**Problem:** Go over these records and count the lines with the string "ribbed" in them; the count is all that should be returned.

Dataset excerpts:
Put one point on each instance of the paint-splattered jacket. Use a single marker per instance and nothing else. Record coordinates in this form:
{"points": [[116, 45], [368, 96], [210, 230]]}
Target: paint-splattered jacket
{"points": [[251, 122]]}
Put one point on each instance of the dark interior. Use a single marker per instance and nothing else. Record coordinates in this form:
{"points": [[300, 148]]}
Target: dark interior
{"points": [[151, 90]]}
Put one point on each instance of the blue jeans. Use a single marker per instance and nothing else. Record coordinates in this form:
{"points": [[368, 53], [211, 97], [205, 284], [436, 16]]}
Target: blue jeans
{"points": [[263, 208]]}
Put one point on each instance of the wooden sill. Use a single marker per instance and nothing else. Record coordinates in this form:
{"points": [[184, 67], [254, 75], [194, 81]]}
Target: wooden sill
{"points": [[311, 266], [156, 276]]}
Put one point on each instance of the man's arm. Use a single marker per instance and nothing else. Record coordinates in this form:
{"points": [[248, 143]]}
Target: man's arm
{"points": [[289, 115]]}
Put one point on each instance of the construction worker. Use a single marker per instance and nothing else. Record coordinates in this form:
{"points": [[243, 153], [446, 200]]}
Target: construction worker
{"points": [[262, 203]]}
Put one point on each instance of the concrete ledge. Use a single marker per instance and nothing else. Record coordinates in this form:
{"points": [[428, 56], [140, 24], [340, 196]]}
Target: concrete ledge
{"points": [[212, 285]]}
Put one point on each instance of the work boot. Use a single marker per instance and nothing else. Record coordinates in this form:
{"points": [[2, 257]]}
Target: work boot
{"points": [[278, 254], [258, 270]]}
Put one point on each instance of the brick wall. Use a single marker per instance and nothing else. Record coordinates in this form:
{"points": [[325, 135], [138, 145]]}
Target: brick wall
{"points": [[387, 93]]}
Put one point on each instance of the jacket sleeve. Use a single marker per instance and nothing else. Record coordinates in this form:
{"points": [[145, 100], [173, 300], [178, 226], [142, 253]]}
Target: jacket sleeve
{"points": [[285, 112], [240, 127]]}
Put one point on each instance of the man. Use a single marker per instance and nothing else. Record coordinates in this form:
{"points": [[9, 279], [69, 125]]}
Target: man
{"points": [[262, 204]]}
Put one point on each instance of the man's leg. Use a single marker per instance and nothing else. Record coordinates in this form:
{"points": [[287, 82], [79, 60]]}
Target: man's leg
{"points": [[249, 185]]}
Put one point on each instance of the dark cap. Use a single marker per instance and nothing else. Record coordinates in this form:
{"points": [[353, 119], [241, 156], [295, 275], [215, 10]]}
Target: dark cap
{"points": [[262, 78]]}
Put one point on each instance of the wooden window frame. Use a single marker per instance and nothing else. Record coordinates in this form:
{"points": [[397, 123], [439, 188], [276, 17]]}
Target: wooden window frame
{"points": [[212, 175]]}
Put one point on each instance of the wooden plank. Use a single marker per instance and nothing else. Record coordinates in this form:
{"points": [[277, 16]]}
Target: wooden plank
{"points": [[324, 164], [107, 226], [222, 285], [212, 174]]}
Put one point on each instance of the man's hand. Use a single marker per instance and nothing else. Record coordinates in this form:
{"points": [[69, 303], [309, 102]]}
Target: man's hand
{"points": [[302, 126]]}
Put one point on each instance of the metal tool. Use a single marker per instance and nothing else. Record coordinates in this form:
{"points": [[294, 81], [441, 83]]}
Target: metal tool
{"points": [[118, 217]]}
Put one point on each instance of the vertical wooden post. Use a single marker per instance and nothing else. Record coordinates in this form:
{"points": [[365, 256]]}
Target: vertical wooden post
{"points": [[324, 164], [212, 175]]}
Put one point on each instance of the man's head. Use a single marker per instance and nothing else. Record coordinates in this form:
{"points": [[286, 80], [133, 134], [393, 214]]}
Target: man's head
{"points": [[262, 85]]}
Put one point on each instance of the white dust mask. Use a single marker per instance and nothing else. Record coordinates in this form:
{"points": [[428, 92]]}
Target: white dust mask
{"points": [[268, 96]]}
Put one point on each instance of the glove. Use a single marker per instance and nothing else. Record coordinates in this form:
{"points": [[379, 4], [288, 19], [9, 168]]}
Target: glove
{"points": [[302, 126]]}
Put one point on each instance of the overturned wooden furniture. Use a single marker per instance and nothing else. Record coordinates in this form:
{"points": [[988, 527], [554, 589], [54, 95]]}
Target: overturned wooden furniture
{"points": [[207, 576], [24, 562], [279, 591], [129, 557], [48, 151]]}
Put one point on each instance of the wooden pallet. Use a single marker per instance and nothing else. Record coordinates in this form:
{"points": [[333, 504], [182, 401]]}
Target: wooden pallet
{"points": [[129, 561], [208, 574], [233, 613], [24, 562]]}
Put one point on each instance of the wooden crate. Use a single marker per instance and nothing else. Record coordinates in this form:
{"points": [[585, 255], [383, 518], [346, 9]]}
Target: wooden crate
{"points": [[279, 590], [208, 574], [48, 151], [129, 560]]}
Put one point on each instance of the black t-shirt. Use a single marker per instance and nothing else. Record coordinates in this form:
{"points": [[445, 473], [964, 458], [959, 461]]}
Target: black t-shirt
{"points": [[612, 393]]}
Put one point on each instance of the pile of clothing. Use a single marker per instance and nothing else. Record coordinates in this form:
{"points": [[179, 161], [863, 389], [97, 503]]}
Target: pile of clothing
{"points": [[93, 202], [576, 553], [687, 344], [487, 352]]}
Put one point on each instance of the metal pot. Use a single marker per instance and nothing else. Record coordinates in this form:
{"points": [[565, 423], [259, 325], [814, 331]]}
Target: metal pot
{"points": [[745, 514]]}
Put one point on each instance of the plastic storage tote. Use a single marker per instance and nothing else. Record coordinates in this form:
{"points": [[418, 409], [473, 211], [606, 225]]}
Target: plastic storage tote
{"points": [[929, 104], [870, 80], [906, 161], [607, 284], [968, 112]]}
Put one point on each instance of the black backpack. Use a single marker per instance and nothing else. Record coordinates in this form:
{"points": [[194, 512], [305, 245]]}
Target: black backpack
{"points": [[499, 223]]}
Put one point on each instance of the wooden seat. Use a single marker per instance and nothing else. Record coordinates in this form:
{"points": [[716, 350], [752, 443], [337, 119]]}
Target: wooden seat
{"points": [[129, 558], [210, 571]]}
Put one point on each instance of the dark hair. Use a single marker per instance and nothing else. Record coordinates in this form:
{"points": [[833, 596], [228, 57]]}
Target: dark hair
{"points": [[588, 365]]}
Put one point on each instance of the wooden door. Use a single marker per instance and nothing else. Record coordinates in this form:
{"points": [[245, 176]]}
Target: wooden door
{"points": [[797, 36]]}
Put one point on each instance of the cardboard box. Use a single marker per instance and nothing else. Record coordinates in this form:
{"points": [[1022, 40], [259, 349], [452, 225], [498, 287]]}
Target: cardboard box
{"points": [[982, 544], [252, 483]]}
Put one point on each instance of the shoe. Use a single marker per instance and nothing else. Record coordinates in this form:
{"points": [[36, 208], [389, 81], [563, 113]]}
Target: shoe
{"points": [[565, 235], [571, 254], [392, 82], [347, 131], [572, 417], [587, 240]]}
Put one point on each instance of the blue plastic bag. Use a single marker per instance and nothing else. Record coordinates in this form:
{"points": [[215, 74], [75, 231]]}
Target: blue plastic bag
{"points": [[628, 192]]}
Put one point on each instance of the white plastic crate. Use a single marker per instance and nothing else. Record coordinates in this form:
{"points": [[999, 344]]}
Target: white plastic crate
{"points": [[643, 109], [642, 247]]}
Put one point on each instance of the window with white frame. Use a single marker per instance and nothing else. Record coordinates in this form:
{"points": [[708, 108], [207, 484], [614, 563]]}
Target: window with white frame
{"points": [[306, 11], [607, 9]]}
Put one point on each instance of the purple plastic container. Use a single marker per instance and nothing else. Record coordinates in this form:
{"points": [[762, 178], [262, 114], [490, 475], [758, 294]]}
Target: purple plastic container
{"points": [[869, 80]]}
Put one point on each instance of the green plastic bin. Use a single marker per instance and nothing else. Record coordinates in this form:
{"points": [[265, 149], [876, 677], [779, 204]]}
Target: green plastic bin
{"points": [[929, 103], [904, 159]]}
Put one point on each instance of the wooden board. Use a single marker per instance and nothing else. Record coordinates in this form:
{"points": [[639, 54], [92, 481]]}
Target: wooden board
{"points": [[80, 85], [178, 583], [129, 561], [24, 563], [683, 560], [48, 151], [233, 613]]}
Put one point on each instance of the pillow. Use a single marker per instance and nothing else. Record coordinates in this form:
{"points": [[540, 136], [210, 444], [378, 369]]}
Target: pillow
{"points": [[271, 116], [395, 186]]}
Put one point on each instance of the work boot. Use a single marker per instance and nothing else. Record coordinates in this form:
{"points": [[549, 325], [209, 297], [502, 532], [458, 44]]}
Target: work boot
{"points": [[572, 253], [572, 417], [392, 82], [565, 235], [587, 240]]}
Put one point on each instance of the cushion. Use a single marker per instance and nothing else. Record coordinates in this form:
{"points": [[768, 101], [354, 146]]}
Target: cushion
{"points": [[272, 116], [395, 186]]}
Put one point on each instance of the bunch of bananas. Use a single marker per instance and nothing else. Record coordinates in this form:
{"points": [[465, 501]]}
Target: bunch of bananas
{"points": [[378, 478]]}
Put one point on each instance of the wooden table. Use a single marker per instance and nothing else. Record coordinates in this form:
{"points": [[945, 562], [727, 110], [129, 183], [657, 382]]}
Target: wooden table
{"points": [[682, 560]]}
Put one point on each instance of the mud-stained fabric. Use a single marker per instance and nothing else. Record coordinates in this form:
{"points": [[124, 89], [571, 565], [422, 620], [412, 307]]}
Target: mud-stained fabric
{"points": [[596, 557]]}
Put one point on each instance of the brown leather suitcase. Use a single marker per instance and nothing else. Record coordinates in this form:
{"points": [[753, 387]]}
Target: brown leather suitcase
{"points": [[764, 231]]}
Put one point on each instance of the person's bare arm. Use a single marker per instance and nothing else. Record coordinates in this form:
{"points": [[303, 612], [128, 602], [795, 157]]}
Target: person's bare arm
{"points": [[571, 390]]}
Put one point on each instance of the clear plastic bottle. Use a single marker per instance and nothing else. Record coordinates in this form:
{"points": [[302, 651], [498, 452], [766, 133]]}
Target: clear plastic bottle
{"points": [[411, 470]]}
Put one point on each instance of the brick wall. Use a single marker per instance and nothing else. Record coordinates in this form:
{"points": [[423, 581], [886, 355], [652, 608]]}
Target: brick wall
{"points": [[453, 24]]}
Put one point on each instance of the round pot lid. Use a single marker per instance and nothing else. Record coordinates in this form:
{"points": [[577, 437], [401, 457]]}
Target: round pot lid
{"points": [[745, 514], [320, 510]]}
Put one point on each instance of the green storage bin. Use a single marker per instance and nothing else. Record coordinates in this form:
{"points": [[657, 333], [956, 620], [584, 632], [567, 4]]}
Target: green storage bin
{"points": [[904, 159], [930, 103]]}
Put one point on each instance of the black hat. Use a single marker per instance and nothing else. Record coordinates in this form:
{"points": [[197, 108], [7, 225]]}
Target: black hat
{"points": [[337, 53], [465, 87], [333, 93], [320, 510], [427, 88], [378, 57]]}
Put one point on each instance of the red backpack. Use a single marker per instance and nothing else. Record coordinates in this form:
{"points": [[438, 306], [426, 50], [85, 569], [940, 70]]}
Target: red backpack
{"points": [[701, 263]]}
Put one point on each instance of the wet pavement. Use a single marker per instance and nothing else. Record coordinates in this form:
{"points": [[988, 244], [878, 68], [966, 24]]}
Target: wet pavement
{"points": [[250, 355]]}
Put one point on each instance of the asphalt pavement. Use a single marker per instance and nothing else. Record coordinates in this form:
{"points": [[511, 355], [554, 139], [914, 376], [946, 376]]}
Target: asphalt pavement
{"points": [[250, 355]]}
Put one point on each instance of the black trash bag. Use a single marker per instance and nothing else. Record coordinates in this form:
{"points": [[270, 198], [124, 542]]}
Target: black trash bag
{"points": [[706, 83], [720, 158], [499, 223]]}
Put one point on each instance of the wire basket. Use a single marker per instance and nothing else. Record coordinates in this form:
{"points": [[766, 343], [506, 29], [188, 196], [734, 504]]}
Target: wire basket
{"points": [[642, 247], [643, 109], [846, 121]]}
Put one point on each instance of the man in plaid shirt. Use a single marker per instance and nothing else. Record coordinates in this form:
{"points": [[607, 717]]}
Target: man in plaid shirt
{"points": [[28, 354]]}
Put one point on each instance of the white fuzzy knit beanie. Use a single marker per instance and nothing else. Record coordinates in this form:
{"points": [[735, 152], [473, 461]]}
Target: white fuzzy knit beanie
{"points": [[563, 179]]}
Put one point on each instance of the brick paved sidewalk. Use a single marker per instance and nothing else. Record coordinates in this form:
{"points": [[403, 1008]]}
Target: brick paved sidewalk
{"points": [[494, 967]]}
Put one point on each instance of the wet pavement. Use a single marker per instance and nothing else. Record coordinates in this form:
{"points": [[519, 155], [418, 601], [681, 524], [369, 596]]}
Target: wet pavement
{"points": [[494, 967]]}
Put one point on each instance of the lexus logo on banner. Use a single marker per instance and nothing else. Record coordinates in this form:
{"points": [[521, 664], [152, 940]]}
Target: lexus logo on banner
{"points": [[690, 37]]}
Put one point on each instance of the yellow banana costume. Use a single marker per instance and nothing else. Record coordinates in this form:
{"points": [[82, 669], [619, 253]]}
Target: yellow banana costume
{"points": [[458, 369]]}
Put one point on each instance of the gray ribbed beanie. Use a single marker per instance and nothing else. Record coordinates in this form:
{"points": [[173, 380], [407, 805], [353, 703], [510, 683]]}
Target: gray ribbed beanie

**Task answer:** 2